→ **SHORT TASK**: Can you reproduce each of the items below word for word?

--- start DATA FOR PROCESSING ---

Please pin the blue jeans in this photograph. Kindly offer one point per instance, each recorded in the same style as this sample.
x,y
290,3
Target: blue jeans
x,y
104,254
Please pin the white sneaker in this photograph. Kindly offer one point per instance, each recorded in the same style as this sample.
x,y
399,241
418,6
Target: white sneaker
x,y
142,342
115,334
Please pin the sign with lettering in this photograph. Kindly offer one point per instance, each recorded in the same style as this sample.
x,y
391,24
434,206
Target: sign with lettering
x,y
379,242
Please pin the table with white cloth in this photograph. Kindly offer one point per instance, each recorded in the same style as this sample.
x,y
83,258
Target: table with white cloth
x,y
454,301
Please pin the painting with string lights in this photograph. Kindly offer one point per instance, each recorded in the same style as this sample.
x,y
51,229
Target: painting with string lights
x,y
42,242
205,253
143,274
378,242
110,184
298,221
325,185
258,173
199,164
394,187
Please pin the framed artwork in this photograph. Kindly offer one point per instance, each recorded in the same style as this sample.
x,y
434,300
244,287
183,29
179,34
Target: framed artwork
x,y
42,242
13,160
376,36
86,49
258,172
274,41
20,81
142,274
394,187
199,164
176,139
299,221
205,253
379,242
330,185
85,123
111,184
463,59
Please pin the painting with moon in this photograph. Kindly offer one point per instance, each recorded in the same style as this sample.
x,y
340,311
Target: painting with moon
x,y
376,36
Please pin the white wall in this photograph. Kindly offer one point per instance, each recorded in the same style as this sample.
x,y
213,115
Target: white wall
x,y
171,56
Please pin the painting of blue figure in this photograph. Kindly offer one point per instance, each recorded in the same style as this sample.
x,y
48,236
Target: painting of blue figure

--- end DATA FOR PROCESSING ---

→ **ANSWER TO THIS TASK**:
Please pin the blue jeans in this photograph. Kindly offer one point per instance, each recorded in the same style as this sample.
x,y
290,3
Target: blue jeans
x,y
104,254
Please pin the white sneaker in this photograph. Kindly offer one point per instance, each recorded in the same style as this sample.
x,y
399,241
418,6
Target: white sneaker
x,y
142,342
115,334
Please pin the sign with lettering in this photograph. Kindly offer one point per instance, each recorded in the same style as this sample.
x,y
391,24
434,206
Target: sign with lettering
x,y
379,242
Please pin the table with white cloth in this photograph. Kindly offer one point per instance, each recorded in the same style as this sample.
x,y
83,258
Target: table with white cloth
x,y
454,301
Please pin the painting with string lights in this photograph. Kindly offer one point per instance, each recorded in the same style as this sample.
x,y
51,229
Target: painting with string lights
x,y
42,242
205,253
143,274
378,242
110,184
298,221
325,185
258,173
199,164
394,187
Please pin the framed artwork in this photograph. Kindly offer one point per instance, each recorded in the same style as this sample.
x,y
434,300
244,287
183,29
179,34
Target: framed artwork
x,y
42,242
13,160
376,36
86,49
258,172
274,41
20,81
142,274
394,187
199,164
176,139
299,221
205,253
379,242
330,185
85,123
111,184
463,59
Please pin the painting with moon in this photograph. Kindly offer one point per instance, each recorded in the same style as this sample.
x,y
340,311
Target: painting with moon
x,y
376,36
Please pin the white wall in this photograph. Kindly offer one point per instance, each recorded in the same style as this sample.
x,y
213,115
Target: white wall
x,y
171,56
Please pin the painting of blue figure in this photograph. Kindly offer one point per instance, each recorded in the same style as this sample.
x,y
48,236
Target: painting of blue figure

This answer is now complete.